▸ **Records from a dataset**
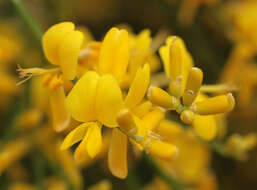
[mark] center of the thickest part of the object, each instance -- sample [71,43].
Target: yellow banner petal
[75,135]
[138,87]
[205,126]
[114,53]
[81,100]
[69,52]
[117,156]
[52,39]
[94,140]
[108,100]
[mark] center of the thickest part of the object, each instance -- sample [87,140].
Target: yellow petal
[138,87]
[214,105]
[81,100]
[117,156]
[114,53]
[205,126]
[69,52]
[142,109]
[176,59]
[164,53]
[75,135]
[52,39]
[108,100]
[169,130]
[61,117]
[162,98]
[94,140]
[193,85]
[81,151]
[126,122]
[150,121]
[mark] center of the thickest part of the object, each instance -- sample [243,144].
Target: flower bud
[187,116]
[215,105]
[194,83]
[126,122]
[161,98]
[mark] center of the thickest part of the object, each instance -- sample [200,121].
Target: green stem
[28,19]
[173,183]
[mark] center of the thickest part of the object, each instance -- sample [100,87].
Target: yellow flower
[114,53]
[96,101]
[177,63]
[184,86]
[61,45]
[60,116]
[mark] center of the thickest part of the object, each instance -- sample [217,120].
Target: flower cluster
[107,83]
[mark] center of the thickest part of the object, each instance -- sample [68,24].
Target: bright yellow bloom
[60,116]
[184,86]
[61,45]
[114,53]
[177,63]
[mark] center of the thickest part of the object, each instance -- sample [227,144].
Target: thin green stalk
[173,183]
[28,19]
[132,181]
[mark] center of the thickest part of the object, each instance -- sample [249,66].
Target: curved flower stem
[173,183]
[28,19]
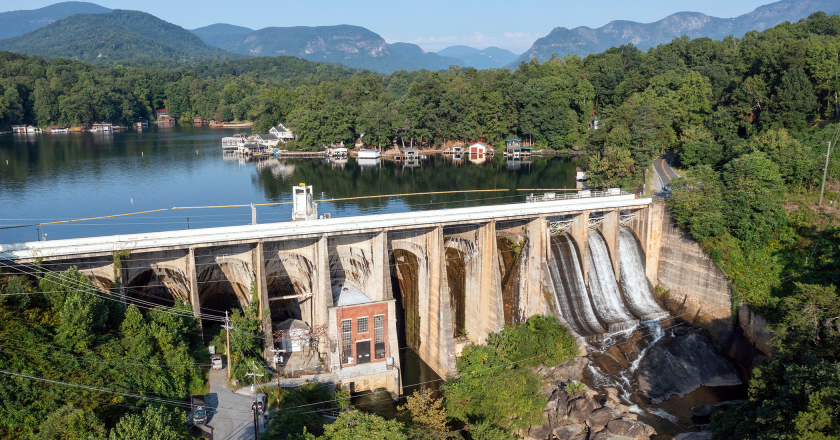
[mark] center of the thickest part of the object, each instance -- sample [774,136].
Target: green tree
[353,425]
[424,417]
[754,195]
[154,423]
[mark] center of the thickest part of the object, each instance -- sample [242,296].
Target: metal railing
[583,194]
[625,219]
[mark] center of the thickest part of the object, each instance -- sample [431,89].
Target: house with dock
[269,140]
[282,132]
[514,148]
[478,148]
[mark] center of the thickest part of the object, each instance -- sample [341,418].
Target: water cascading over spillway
[637,292]
[570,288]
[604,289]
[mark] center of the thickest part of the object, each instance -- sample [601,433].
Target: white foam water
[637,294]
[570,289]
[602,285]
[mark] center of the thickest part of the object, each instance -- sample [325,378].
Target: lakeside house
[478,148]
[514,148]
[269,140]
[337,149]
[282,132]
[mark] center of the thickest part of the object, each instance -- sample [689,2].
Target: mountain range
[118,35]
[584,41]
[90,32]
[16,23]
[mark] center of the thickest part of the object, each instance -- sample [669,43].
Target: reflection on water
[81,175]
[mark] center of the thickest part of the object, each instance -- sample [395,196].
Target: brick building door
[362,352]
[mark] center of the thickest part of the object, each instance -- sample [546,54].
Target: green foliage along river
[53,177]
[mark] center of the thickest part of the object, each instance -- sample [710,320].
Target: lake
[53,177]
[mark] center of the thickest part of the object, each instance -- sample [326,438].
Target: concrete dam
[369,286]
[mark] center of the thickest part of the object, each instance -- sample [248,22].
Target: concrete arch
[160,280]
[406,280]
[353,264]
[226,276]
[289,274]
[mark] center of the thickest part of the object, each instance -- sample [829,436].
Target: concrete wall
[699,290]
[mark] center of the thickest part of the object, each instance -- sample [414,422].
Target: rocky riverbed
[648,383]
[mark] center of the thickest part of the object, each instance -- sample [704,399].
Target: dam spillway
[637,294]
[570,288]
[403,263]
[603,287]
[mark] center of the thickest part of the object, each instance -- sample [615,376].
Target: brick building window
[379,336]
[347,339]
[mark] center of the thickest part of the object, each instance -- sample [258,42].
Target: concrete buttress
[609,230]
[490,306]
[580,233]
[194,300]
[262,291]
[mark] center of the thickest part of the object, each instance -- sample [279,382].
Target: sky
[431,24]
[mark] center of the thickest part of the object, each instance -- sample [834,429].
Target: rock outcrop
[581,417]
[682,363]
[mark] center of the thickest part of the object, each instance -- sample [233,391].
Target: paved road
[229,413]
[662,165]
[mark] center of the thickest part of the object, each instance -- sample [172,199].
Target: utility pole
[255,408]
[227,342]
[825,171]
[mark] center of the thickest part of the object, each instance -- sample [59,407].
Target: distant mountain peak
[14,23]
[584,41]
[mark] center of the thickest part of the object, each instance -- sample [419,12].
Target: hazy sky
[432,24]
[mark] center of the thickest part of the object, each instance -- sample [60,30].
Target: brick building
[361,325]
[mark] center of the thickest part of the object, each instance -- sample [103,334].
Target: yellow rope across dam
[347,198]
[548,189]
[84,219]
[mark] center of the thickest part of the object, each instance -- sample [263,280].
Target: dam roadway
[444,278]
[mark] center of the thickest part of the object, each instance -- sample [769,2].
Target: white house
[478,148]
[282,133]
[269,140]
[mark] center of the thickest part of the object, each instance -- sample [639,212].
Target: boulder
[600,417]
[703,435]
[682,363]
[606,435]
[580,409]
[568,432]
[539,432]
[558,402]
[630,428]
[707,410]
[619,407]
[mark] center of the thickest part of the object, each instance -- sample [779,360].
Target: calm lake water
[52,177]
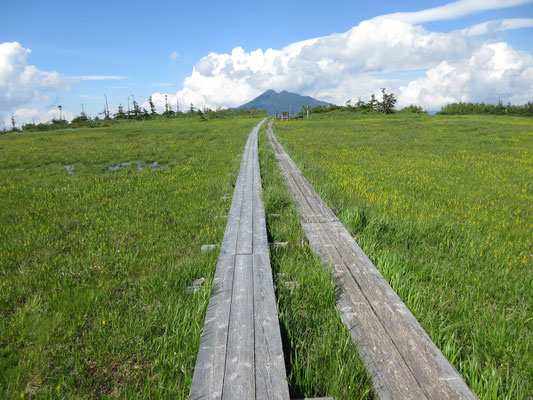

▸ **DIRECTIONS**
Set the pictures aside and reproduce the data above exactly.

▸ **RESULT OF THIS TASK**
[mark] center of the thickest part of the object, each instance -- sample [71,43].
Target: yellow banner petal
[75,135]
[138,87]
[205,126]
[114,53]
[81,100]
[69,52]
[117,156]
[52,39]
[94,140]
[108,100]
[mark] center of the thickest part of the object, each instance -- sample [87,140].
Target: yellow petal
[138,87]
[214,105]
[81,100]
[117,156]
[114,53]
[205,126]
[69,52]
[142,109]
[176,59]
[164,53]
[75,135]
[52,39]
[108,100]
[169,130]
[61,117]
[162,98]
[94,140]
[193,85]
[81,151]
[126,122]
[150,121]
[mark] center of the thickest part of the object, each instance -- sample [243,144].
Target: flower bud
[187,116]
[215,105]
[194,83]
[126,122]
[161,98]
[mark] center of the thickest part of the object, each instance -- sample [200,121].
Target: green stem
[28,19]
[173,183]
[mark] center of the thickest part of the object, each instance -- sample [100,87].
Target: yellow flower
[114,53]
[96,101]
[177,63]
[184,86]
[61,45]
[60,116]
[mark] center of the thickest part of the object, each instance -- sample [217,120].
Target: flower cluster
[107,83]
[mark] center of the thickest part of the object, each instance -- sample [68,24].
Target: bright yellow bloom
[60,116]
[184,86]
[61,45]
[114,53]
[177,63]
[mark] center of the thickest part of the object, each instance -- sample [227,144].
Target: thin green stalk
[173,183]
[28,19]
[132,181]
[mark] center of the thickest part of the object, each instance -- sample [249,66].
Target: curved flower stem
[173,183]
[28,19]
[mark] center of the thickest part of the object, each instance -- sample [774,136].
Target: green tree
[353,425]
[424,417]
[754,195]
[154,423]
[mark] center of the thickest part of the object, each instance -- sample [242,296].
Target: metal railing
[583,194]
[625,219]
[mark] center of the thickest part of the object, each instance -- sample [431,89].
Target: house with dock
[269,140]
[282,132]
[514,148]
[478,148]
[mark] center of the thickest part of the object, each instance -- sample [341,418].
Target: water cascading over spillway
[637,292]
[570,288]
[604,289]
[mark] center of the thickest part of the object, each instance -- sample [601,433].
Target: white foam water
[637,294]
[570,289]
[602,285]
[mark] center of the thickest part of the object, each instance -- sample [325,378].
Target: lakeside house
[478,148]
[514,148]
[269,140]
[337,149]
[282,132]
[mark] center of the thickest part of the object, each instance -- sample [689,2].
Target: mountain range
[118,35]
[584,41]
[90,32]
[16,23]
[mark] center of the thickest part of the object, each instance -- sample [669,43].
Target: reflection on water
[81,175]
[mark] center of the thickest part of the object, each instance -- sample [395,196].
Target: brick building door
[362,352]
[mark] center of the thickest part of the object, each instance -- sample [546,54].
Target: green foliage along river
[53,177]
[mark] center of the thickest part of the object, each instance -- sample [710,320].
Target: lake
[53,177]
[mark] center of the thickest part of the object, each instance -- sample [326,438].
Target: concrete dam
[369,286]
[mark] center of the thickest part of the object, each instance -- sample [248,22].
Target: concrete arch
[160,280]
[406,280]
[353,264]
[226,276]
[289,274]
[mark] center of the thickest part of the object, each instance -- sample [829,436].
Target: concrete wall
[699,290]
[mark] center of the thickest part of the object, each instance -- sample [414,422].
Target: rocky riverbed
[648,383]
[mark] center of the thickest part of the object, each instance -- sample [704,399].
Target: dam spillway
[637,294]
[570,288]
[403,263]
[603,287]
[mark] center of the thickest part of the object, each instance -- sample [615,376].
Target: brick building window
[379,336]
[347,339]
[mark] center of the thickest part of the object, each instance -- sample [258,42].
Target: concrete buttress
[609,230]
[490,306]
[580,233]
[194,300]
[262,291]
[mark] center of the thickest part of the object, each instance -- sample [279,382].
Target: sky
[431,24]
[mark] center of the thickest part of the object, each instance -- sample [834,429].
Target: rock outcrop
[581,417]
[682,363]
[mark] center of the thickest part of the object, each instance -- sample [233,391].
Target: paved road
[229,413]
[662,165]
[mark] center of the thickest part of the object, each instance -- sample [172,199].
Target: utility pole
[255,408]
[227,342]
[825,171]
[mark] center of the thickest part of the object, each instance -- sample [59,407].
Target: distant mountain peak
[14,23]
[584,41]
[mark] center of the thickest part of the object, each instance -- sample [419,12].
Target: hazy sky
[432,24]
[mark] center of the thickest part of the object, each instance -- sample [60,30].
Target: brick building
[361,325]
[mark] center of the thickest part of the object, each instance -- sample [103,334].
Target: yellow rope across dam
[347,198]
[548,189]
[84,219]
[mark] center of the thickest part of the object, each instance -- sample [263,280].
Target: dam roadway
[444,278]
[mark] center of the thickest part of the object, each instance -- sample [769,2].
Target: white house
[478,148]
[282,133]
[269,140]
[mark] center of the thickest part of the object, each instance -- sample [639,212].
Target: boulder
[600,417]
[703,435]
[682,363]
[606,435]
[580,409]
[568,432]
[539,432]
[558,402]
[630,428]
[707,410]
[619,407]
[mark] center of the thickest part of the object, each instance -- sample [779,360].
Target: calm lake water
[52,177]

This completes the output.